WORK INSTRUCTIONS — Count how many lines of the material contain the string "white", with case counting, and give only the number.

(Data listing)
★ ★ ★

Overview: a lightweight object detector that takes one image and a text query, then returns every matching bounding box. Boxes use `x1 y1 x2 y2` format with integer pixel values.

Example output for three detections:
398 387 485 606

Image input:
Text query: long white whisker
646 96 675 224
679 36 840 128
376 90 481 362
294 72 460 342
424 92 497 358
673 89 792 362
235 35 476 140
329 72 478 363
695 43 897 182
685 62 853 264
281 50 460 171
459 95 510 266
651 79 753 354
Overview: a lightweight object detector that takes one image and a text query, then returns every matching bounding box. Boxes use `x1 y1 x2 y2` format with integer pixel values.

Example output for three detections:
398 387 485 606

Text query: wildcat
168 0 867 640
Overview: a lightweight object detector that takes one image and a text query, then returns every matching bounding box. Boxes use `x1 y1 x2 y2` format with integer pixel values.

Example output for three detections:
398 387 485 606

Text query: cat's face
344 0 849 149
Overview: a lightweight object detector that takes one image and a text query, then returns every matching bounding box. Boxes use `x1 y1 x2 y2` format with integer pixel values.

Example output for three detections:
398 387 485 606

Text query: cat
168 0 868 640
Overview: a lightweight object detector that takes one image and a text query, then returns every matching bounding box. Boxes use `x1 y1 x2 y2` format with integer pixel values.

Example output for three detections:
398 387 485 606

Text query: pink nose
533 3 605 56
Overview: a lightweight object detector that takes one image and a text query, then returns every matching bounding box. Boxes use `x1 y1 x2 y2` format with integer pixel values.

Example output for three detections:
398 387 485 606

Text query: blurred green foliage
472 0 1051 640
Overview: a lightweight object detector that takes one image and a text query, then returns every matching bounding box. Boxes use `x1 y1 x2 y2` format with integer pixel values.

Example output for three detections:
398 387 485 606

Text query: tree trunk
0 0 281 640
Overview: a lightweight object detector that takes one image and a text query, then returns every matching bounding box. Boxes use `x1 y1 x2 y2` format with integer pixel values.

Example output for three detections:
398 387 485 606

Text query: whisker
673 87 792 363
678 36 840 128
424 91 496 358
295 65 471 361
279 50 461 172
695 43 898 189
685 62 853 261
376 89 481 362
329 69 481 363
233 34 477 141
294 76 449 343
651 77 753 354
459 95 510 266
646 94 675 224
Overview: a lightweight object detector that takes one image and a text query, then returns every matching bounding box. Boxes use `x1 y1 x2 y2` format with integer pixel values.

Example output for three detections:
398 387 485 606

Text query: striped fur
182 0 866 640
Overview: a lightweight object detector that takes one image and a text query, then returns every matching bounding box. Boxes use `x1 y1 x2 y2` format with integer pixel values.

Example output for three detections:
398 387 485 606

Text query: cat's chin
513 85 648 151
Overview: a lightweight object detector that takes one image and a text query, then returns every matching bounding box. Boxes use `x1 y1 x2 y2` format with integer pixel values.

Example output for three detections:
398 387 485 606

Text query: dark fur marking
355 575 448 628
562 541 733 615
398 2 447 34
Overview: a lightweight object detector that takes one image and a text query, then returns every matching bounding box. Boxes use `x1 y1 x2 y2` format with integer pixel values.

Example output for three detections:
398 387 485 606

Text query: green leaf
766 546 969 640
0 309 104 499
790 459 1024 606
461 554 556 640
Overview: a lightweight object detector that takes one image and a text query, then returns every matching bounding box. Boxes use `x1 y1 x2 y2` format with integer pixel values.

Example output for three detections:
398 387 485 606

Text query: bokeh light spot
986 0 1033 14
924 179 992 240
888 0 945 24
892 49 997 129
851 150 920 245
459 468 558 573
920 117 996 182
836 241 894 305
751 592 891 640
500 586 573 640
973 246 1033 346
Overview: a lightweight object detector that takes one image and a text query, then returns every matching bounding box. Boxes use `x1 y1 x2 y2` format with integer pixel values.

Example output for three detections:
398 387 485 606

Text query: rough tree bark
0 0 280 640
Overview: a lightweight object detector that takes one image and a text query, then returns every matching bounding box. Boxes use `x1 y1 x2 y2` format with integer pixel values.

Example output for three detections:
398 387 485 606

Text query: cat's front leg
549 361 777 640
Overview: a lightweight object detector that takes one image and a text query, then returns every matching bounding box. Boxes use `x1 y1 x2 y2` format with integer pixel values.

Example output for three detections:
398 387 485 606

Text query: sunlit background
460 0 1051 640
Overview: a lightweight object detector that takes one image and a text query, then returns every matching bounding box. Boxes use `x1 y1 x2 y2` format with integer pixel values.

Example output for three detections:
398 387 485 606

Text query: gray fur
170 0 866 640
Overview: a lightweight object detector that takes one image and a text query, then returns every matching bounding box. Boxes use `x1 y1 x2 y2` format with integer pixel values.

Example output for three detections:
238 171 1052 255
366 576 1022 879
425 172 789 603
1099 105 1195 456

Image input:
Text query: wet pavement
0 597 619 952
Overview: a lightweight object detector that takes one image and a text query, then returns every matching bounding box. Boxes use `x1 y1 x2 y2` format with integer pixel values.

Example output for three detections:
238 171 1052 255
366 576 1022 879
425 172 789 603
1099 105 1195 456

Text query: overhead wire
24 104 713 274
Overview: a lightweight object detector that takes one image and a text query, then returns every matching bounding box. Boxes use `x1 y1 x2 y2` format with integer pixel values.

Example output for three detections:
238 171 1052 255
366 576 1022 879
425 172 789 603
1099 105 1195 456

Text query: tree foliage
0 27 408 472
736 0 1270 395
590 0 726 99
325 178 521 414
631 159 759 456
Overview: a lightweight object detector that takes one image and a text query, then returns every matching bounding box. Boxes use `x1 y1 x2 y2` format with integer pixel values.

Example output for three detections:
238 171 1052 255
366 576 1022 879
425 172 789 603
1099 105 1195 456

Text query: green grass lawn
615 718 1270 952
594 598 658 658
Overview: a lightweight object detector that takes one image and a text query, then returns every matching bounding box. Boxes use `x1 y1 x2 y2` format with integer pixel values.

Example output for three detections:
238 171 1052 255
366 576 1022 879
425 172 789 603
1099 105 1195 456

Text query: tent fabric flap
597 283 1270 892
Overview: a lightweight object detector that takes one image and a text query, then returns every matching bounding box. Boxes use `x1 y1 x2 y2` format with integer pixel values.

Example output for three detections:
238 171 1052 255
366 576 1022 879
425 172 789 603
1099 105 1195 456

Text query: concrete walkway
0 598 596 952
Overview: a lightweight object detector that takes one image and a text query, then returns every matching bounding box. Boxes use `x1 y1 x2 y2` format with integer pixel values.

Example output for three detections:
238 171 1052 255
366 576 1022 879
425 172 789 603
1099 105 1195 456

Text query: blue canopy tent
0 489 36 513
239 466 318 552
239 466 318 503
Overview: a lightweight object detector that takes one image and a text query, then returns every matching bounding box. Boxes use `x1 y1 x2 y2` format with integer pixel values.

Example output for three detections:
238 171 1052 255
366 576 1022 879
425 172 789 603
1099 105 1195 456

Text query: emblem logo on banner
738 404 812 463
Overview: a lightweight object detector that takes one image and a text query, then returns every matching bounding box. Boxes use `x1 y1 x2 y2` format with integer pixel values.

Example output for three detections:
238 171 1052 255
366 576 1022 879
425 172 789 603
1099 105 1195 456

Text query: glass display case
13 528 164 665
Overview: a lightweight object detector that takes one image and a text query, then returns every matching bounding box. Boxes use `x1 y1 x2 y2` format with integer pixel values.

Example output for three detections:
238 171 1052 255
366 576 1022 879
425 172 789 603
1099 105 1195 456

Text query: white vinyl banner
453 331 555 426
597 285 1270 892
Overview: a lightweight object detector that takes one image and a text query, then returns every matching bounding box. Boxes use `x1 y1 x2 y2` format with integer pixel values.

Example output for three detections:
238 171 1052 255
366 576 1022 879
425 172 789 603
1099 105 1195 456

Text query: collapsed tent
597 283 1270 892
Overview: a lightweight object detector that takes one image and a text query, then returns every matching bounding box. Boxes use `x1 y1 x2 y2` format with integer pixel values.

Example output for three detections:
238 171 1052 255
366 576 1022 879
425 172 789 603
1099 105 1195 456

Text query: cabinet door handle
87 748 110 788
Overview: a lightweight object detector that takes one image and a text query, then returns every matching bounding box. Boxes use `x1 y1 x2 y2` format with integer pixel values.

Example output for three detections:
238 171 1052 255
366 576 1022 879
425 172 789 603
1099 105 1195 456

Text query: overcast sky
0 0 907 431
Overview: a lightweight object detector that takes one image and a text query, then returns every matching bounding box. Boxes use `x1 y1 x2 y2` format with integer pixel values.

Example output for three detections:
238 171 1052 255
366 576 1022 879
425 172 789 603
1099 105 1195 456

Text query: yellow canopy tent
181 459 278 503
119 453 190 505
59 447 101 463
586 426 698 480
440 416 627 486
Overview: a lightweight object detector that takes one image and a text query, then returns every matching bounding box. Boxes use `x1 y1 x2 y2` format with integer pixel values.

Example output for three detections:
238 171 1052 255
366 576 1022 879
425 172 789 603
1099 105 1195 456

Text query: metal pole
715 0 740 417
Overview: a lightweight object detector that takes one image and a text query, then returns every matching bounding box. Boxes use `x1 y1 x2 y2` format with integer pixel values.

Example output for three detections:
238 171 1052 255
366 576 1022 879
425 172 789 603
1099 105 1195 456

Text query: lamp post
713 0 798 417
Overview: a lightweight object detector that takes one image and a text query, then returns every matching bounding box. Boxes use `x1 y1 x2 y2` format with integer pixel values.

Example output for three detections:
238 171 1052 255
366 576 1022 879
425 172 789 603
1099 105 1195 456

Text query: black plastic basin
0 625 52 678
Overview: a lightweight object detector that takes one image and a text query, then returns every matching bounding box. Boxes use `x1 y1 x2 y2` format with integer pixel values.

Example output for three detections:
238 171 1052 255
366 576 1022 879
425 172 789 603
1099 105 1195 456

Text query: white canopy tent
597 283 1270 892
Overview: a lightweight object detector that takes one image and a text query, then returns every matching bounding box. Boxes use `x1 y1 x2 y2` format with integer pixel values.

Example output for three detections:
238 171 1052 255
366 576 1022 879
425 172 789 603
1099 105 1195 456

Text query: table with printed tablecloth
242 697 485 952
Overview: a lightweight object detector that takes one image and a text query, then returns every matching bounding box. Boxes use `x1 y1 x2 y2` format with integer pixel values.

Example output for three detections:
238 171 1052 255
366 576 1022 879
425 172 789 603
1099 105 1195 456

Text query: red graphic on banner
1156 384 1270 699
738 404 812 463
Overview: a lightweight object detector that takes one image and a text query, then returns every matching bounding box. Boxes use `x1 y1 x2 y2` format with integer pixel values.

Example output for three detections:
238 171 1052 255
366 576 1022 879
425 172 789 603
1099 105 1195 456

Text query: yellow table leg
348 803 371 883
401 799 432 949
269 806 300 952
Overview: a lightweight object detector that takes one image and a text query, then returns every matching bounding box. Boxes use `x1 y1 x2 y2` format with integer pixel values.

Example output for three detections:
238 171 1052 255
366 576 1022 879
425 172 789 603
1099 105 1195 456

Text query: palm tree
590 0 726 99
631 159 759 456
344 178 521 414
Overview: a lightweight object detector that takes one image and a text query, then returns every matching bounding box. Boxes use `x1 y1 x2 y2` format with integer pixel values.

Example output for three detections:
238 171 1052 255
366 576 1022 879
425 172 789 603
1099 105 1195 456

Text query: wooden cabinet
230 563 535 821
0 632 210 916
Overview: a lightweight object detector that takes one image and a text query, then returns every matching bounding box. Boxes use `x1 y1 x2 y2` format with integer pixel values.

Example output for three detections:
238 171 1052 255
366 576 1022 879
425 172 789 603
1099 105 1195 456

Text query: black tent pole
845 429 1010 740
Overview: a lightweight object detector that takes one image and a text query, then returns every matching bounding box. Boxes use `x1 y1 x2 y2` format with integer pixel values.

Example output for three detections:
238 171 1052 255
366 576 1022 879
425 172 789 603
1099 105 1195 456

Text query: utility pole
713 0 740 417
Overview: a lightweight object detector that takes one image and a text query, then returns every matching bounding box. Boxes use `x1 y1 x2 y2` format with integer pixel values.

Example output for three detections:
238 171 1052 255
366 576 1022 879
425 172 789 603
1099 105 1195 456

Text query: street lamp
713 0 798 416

★ ★ ★

THE REPLY — 3